● **WHAT IS REQUIRED**
Copy the entries from their first line through the line that contains "positive clicks: (39, 432) (200, 345)", changing "rough mask" to "coarse mask" wherever it occurs and leaving everything else as it is. Return only those lines.
- - - - - - -
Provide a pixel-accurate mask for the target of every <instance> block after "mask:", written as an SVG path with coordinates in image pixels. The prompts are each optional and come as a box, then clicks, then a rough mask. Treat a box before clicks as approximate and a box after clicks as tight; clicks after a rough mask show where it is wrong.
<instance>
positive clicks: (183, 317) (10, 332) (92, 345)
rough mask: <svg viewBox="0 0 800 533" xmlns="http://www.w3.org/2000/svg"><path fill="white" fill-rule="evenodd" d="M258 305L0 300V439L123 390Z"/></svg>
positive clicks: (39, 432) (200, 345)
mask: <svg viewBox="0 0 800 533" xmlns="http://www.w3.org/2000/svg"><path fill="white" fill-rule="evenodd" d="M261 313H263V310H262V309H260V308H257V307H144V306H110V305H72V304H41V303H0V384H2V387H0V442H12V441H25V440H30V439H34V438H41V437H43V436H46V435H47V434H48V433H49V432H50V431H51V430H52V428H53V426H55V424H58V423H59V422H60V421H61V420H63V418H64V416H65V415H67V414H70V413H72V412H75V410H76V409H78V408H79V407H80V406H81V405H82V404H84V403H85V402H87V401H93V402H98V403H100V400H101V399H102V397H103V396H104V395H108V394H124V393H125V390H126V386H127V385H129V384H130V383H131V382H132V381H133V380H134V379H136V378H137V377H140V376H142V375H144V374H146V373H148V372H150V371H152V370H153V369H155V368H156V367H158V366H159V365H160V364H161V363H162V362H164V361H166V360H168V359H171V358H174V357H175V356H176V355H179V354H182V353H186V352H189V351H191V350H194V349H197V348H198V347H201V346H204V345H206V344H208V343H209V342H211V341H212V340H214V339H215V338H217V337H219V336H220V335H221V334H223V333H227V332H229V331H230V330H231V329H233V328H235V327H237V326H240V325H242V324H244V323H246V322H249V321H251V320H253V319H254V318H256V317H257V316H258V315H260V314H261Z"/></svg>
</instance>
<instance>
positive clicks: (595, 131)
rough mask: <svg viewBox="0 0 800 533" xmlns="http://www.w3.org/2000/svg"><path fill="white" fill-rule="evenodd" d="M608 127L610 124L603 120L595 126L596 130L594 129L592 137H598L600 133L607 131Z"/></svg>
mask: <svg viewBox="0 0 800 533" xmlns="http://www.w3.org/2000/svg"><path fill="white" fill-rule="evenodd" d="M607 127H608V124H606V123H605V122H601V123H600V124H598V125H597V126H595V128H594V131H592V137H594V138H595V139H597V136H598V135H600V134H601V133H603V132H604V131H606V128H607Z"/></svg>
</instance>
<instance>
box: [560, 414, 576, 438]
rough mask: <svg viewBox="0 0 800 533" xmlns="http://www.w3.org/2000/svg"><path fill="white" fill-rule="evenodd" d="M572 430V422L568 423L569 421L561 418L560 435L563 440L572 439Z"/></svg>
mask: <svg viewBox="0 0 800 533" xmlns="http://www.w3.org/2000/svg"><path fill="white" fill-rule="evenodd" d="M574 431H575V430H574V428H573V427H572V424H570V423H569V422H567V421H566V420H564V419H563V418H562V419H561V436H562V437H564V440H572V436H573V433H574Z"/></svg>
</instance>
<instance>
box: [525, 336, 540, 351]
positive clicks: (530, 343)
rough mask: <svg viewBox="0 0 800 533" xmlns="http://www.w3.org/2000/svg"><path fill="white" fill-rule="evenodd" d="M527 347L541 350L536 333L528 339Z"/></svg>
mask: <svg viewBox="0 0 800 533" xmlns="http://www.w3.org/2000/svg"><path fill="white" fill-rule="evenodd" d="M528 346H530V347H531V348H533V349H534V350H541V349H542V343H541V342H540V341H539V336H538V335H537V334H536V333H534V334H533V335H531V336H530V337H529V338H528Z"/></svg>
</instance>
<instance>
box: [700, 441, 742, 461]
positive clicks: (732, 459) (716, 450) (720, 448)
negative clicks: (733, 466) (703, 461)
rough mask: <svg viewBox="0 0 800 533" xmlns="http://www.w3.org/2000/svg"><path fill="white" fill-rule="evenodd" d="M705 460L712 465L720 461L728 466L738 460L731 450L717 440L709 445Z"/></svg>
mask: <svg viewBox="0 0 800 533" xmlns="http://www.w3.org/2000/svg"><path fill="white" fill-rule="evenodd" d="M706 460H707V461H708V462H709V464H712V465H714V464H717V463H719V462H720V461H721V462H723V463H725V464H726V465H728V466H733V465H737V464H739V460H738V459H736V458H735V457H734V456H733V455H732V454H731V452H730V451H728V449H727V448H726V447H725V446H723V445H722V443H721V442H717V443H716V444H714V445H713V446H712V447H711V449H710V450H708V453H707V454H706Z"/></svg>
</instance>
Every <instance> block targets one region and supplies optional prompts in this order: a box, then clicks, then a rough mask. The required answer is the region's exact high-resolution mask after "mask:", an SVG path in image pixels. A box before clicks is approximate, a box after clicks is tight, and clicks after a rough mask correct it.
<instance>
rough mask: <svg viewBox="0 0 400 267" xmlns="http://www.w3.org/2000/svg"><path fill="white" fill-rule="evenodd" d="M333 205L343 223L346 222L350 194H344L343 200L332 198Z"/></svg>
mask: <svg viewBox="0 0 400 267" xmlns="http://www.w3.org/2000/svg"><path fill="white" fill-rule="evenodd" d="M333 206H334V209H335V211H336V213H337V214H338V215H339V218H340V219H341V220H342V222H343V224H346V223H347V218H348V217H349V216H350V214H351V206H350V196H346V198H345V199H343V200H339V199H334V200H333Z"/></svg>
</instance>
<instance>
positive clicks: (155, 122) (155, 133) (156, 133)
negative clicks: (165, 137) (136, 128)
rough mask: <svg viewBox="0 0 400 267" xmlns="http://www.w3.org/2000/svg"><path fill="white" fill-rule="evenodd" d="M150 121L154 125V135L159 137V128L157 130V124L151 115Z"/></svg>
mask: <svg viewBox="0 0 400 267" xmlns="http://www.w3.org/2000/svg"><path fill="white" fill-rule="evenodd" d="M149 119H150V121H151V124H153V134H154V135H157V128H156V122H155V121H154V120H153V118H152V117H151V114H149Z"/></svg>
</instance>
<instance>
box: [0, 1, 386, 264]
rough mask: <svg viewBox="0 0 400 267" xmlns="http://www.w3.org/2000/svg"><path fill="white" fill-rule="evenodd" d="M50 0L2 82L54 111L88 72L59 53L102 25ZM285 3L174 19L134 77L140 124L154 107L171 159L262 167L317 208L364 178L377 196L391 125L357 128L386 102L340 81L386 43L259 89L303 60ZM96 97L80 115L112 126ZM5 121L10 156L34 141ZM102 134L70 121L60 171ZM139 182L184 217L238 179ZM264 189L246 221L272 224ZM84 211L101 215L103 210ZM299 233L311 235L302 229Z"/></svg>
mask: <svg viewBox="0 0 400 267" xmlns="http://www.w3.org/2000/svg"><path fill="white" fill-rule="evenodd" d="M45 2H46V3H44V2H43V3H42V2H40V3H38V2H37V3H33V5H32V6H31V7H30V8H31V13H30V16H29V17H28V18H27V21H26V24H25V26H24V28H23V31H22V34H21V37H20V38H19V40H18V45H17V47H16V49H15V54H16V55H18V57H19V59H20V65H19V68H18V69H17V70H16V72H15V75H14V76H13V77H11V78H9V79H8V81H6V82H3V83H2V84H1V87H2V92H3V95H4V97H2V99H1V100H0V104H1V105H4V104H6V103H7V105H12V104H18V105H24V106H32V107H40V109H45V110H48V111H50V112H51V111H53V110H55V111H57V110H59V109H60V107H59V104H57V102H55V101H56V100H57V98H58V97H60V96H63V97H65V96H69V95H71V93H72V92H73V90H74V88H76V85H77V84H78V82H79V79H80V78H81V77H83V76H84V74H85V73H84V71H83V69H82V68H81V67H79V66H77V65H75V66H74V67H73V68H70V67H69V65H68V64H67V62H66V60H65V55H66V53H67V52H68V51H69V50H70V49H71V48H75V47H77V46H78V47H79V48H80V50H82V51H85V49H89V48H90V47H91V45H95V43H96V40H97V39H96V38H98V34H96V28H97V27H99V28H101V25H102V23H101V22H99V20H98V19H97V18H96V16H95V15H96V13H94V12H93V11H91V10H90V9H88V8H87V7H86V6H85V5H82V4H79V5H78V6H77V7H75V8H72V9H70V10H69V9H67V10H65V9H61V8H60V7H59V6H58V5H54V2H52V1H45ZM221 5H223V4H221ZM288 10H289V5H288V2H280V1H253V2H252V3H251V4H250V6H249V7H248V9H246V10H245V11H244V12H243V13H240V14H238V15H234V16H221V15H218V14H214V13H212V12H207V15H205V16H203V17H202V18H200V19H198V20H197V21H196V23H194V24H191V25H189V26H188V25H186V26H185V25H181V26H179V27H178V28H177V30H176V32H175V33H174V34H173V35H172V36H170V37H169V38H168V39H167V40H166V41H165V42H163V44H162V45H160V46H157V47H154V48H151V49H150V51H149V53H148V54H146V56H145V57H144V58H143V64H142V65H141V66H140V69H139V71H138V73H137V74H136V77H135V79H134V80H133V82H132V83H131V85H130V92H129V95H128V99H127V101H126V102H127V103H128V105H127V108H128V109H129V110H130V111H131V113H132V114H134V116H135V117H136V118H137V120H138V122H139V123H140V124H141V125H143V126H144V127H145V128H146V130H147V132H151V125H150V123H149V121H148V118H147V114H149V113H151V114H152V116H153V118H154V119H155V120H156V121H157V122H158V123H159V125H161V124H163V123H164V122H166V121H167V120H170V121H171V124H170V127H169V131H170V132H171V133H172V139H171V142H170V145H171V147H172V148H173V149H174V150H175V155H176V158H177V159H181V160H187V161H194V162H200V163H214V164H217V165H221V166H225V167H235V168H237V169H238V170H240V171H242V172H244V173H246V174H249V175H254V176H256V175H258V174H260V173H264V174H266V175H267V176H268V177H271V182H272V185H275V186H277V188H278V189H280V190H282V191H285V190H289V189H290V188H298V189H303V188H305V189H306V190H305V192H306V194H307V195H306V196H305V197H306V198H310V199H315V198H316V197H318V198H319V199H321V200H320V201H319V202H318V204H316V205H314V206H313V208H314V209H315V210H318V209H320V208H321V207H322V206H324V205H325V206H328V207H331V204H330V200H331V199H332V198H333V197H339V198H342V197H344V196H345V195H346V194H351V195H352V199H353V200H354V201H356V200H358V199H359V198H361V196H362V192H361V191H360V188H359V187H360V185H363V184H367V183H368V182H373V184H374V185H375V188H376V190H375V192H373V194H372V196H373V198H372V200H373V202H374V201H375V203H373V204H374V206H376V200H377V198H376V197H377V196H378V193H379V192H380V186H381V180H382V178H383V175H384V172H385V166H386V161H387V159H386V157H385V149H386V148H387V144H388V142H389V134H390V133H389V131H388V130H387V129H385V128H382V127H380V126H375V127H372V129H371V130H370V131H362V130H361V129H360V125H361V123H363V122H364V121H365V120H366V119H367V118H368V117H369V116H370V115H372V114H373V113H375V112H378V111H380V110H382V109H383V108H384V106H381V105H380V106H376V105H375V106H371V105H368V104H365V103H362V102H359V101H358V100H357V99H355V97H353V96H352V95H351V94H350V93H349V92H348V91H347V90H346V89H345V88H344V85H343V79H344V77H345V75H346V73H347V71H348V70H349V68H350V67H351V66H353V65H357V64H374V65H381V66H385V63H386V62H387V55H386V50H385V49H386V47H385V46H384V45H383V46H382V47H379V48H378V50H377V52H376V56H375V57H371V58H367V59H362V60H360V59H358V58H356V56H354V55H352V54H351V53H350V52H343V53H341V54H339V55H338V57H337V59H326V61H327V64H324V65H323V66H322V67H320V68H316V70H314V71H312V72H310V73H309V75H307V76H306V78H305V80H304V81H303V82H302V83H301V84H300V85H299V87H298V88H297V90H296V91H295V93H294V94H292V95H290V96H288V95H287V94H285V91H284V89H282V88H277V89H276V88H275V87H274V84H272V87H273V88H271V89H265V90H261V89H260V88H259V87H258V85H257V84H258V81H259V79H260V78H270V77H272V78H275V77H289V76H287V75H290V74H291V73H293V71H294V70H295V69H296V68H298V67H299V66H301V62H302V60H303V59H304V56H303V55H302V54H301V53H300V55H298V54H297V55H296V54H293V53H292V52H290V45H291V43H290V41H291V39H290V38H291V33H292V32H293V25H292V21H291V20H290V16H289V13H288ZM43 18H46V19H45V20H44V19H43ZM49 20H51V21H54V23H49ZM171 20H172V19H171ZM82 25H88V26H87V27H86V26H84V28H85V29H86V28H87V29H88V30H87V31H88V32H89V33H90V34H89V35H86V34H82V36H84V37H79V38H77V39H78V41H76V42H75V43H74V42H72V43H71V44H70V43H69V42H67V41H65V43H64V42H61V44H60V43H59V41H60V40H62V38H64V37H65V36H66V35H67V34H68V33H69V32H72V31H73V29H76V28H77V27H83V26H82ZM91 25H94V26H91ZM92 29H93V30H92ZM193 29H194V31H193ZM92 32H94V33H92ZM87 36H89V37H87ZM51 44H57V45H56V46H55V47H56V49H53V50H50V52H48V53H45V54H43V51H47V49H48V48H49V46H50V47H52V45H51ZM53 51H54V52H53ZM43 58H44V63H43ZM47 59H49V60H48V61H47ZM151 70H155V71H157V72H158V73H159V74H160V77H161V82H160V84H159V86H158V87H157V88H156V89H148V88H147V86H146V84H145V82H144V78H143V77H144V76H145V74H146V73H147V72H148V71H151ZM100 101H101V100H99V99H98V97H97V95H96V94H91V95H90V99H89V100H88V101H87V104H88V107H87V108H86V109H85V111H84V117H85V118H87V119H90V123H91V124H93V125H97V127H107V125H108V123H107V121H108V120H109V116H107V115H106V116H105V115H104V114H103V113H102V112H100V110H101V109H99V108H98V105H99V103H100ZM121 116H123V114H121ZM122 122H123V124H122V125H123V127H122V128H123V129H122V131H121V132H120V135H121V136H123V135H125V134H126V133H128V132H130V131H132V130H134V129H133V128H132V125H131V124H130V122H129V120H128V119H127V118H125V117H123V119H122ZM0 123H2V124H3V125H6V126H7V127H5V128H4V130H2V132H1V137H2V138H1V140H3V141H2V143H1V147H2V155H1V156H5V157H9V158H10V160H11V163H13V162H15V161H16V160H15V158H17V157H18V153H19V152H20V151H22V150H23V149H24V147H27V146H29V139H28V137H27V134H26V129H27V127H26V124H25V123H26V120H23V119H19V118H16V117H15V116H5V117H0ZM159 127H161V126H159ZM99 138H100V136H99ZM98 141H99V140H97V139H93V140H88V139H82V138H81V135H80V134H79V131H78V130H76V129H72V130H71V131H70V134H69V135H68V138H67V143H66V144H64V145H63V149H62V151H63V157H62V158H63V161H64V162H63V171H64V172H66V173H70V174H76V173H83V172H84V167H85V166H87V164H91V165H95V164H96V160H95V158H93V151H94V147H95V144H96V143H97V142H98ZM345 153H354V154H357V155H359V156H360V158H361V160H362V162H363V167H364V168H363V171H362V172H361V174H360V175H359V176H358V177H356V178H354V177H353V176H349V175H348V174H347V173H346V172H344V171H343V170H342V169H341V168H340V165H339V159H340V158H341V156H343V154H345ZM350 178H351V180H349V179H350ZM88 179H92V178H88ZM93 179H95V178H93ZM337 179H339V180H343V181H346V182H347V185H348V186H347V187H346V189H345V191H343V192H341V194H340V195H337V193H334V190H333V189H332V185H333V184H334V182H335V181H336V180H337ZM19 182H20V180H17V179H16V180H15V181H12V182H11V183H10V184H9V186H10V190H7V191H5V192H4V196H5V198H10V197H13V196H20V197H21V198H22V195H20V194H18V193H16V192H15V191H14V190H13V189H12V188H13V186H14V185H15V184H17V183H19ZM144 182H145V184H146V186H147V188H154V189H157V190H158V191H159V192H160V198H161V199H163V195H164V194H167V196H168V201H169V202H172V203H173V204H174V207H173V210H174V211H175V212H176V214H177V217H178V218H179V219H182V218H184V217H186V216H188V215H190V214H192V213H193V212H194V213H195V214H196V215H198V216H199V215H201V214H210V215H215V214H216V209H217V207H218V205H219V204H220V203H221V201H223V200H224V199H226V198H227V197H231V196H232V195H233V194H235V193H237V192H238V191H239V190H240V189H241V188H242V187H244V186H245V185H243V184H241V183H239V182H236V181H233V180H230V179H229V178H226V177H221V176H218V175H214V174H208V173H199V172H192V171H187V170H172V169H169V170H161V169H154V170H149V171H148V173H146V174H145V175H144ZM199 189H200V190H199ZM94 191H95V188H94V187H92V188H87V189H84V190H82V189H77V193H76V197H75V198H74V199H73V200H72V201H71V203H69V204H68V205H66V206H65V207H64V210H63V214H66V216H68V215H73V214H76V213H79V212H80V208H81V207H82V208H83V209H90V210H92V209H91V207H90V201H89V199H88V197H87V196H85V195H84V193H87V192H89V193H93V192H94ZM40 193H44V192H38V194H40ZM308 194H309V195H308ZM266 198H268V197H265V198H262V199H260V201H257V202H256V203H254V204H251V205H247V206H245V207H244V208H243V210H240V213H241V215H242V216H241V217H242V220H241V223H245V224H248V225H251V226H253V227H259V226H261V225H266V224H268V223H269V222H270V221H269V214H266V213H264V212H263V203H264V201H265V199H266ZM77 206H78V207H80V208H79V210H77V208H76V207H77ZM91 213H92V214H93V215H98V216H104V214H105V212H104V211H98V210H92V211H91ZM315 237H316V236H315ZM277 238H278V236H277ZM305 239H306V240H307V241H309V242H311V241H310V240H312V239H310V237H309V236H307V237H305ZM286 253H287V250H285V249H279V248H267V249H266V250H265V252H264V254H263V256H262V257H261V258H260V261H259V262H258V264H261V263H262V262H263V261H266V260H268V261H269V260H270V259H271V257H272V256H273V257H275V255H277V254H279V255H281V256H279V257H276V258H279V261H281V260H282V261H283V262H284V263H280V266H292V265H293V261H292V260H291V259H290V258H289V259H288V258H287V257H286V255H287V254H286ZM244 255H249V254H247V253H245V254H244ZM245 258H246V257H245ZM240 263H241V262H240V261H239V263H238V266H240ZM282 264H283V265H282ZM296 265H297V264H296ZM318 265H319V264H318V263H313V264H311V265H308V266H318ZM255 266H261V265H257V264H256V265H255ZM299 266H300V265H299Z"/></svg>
- - - - - - -
● **ANSWER BOX**
Provide a pixel-accurate mask for the target of every <instance> block after "mask:", written as an SVG path with coordinates in image pixels. The prompts are each optional and come as a box, then clicks, then a coarse mask. Treat a box before clicks as approximate and a box after clicks as tight; clicks after a coarse mask show where it is wrong.
<instance>
positive clicks: (183, 317) (10, 332) (92, 345)
coarse mask: <svg viewBox="0 0 800 533" xmlns="http://www.w3.org/2000/svg"><path fill="white" fill-rule="evenodd" d="M258 305L0 300V439L123 390Z"/></svg>
positive clicks: (39, 432) (200, 345)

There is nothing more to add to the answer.